Task description →
Copy out all the records, word for word.

Referring expression pointing data
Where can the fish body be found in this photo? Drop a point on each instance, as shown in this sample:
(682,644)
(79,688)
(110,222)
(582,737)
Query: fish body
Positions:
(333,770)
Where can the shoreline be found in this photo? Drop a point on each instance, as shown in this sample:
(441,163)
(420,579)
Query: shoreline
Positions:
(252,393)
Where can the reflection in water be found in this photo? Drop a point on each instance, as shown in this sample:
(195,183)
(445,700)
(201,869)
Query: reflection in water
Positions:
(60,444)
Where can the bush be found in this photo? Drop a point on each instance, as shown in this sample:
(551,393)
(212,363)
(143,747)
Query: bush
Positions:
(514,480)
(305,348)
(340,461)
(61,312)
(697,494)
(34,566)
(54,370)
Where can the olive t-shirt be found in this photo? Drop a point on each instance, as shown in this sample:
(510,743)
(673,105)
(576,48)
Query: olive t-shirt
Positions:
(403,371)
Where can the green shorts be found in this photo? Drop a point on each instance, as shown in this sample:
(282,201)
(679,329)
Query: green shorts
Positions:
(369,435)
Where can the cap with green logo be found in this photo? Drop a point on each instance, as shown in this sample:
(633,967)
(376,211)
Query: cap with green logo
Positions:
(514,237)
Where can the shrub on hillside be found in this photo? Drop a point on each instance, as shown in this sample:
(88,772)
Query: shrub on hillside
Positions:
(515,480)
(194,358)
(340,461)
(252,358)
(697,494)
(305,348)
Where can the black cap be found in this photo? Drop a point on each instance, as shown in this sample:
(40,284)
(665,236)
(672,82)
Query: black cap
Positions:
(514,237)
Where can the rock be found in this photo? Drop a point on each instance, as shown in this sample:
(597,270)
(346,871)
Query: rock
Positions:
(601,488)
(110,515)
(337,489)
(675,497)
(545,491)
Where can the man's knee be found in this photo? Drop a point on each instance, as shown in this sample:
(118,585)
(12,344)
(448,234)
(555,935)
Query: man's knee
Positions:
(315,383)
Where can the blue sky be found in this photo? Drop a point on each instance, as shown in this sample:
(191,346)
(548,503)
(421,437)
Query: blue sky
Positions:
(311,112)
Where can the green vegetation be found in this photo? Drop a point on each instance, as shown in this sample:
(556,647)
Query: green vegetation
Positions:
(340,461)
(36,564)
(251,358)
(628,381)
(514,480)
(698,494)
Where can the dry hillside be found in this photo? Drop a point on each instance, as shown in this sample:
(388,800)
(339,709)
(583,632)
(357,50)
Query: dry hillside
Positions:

Answer for this exercise →
Where can the fish body be found in this photo? Drop a point on each instance, as shown in this sample:
(682,644)
(79,688)
(110,222)
(582,737)
Query: fish body
Positions:
(333,770)
Where can the shoreline be found in this photo? Drop a point on each instance, as shown in this sample:
(441,163)
(420,579)
Query: shoreline
Positions:
(252,393)
Where can the reflection in water be found in this photo? Drop a point on each instance, as shown in this sample:
(195,183)
(445,700)
(201,869)
Query: reflection in water
Positions:
(60,444)
Where can the bush be found in this photo? Drop a point on each instance, as shown in this sample:
(551,393)
(212,363)
(143,747)
Query: bush
Positions:
(514,480)
(305,348)
(340,461)
(61,312)
(697,494)
(34,566)
(54,370)
Where can the olive t-shirt be found in this photo? Drop a point on each instance, as shown in this sample:
(510,743)
(673,105)
(576,48)
Query: olive t-shirt
Positions:
(403,371)
Where can the green shorts be found in this photo? Drop a point on each instance, as shown in this sample:
(282,201)
(679,329)
Query: green shorts
Positions:
(369,435)
Where can the cap with green logo be found in this photo? Drop a point on each instance, as shown in this sample:
(633,967)
(376,211)
Query: cap with green logo
Positions:
(514,237)
Where can the shrub on hillside be found in this photo? Drop a point on each instance, as shown in this sample:
(88,772)
Query: shrub on hillside
Positions:
(515,480)
(194,358)
(340,461)
(252,358)
(697,494)
(305,348)
Where can the black cap be found in this photo? Drop a point on each instance, as shown in this sample:
(40,284)
(665,236)
(672,82)
Query: black cap
Positions:
(514,237)
Where can the rock be found in this photo? Drop a point on each instance, as shown in this sample:
(597,270)
(346,871)
Query: rock
Positions:
(601,488)
(110,515)
(337,489)
(675,497)
(545,491)
Where can the man's knee be found in this photo? Drop a point on each instance, as shown in this sample:
(118,585)
(12,344)
(448,234)
(555,935)
Query: man's knee
Positions:
(315,383)
Where can the blue sky be found in this photo? Drop a point on each instance, as shown in this sample:
(191,346)
(548,503)
(421,437)
Query: blue sky
Positions:
(311,112)
Where can the green vegetation be found in this photo? Drop a point on each instance, as shown in this sample:
(556,647)
Query: green vegetation
Positions:
(340,461)
(36,564)
(251,358)
(628,381)
(514,480)
(698,494)
Where can the dry hillside be found in this photo? Drop a point on each instance, as shown in this sample:
(388,800)
(339,709)
(583,632)
(357,50)
Query: dry hillside
Positions:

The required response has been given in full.